Document excerpt —
Medicinal-marihuana conviction sheds light on ambiguous drug law
The Czech Republic is known for its liberal attitude towards marihuana, ranking top of the European ladder in the number of people who smoke pot. But a court in the town of Tábor, South Bohemia, recently bucked this trend when it handed a fifty-two year old woman a two month suspended sentence for growing and using marihuana as medicine.
“I was growing cannabis for my personal use as medicine. I was inhaling it for my asthma, and I made ointments for my arthritic pains as this is a very well indicated treatment. Some of the ointments I also distributed – for free – to my neighbours. The whole village would come to my place to get ointments when they had joint paints and sunburns and other problems like psoriasis and eczema and so on.”
Reviewing a similar case, the Czech Supreme Court ruled in February this year that production of cannabis for medicinal purposes was not illegal. But Ms Bryndová was sentenced because she admitted to having inhaled cannabis, albeit as medicine. Moreover, the police report said that the content of THC in her plants was far below levels that are found in marihuana used as a drug. Klára Veselá – Samková, Ms Bryndová’s attorney, says the judge was in a difficult position, too.“I understand the judge because he tried to make up for bad legislation with his decision. According to the Supreme Court, growing of cannabis is not a criminal offence and preparation of ointments from cannabis is not a criminal offence, either. If the judge had also said that smoking, or inhaling, of cannabis, was not a criminal offence, it would have in fact eliminated the effect of the law.”
Libuše Bryndová explains that the sentence she received for growing and using cannabis as medicine paradoxically helped her in her own community.

[Segmentation mask data]
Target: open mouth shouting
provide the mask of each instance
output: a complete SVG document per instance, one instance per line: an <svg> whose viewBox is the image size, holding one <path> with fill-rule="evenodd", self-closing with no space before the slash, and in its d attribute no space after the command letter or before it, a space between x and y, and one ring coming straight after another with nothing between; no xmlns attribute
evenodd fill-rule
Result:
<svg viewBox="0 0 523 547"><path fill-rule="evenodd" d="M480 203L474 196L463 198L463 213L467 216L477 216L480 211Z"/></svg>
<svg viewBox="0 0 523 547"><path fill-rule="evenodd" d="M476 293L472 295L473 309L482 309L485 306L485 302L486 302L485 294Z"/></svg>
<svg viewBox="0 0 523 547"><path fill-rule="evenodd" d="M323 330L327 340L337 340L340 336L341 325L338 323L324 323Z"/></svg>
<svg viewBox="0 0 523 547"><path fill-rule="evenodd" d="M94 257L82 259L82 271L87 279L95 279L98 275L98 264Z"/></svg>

Tasks to perform —
1. Name every geographic place mentioned in the article on the medicinal-marihuana conviction.
2. Carry the article on the medicinal-marihuana conviction forward from its final sentence.
The entries above are separate material and are unrelated to the article on the medicinal-marihuana conviction.

Answers to the exercises —
1. The Czech Republic, Tábor, and South Bohemia.

2.
“The first reaction was terrible. I couldn’t talk to anybody but my chickens and cats because nobody talked to me after the police raid. It took half a day, and I live in a small village of some 200 people, and I was immediately labelled a criminal. People forbade their children to talk to me. But after I was convicted six months later, and people read in the newspapers that I was really convicted only because of low-potent cannabis and making ointments, they realized that I wasn’t a criminal and they started talking to me again; some of them even apologized for having ignored me before.”
Ivan Douda, the founder and supervisor of Prague’s Drop In centre, believes the Czech anti-drug and especially anti-marihuana laws need to be clarified so that in similar cases, courts don’t pass contradictory verdicts.
“It’s debatable whether the existing marihuana law is the same law for all judges. It is possible to interpret the law in very different ways, and different judges pass different rulings, and that’s a problem. From a superficial point of view, a two months suspended sentence is not too much but the basic principle is that it was only used as medicine. The law is not good if it’s possible to interpret it like this.”
Ms Bryndová appealed the verdict on the spot and a court of the next level is expected to handle the case in the autumn. If the original verdict is upheld, Libuše Bryndová is determined to take her case to the Supreme Court, hoping it could also bring about a change to the ambiguous Czech drug laws.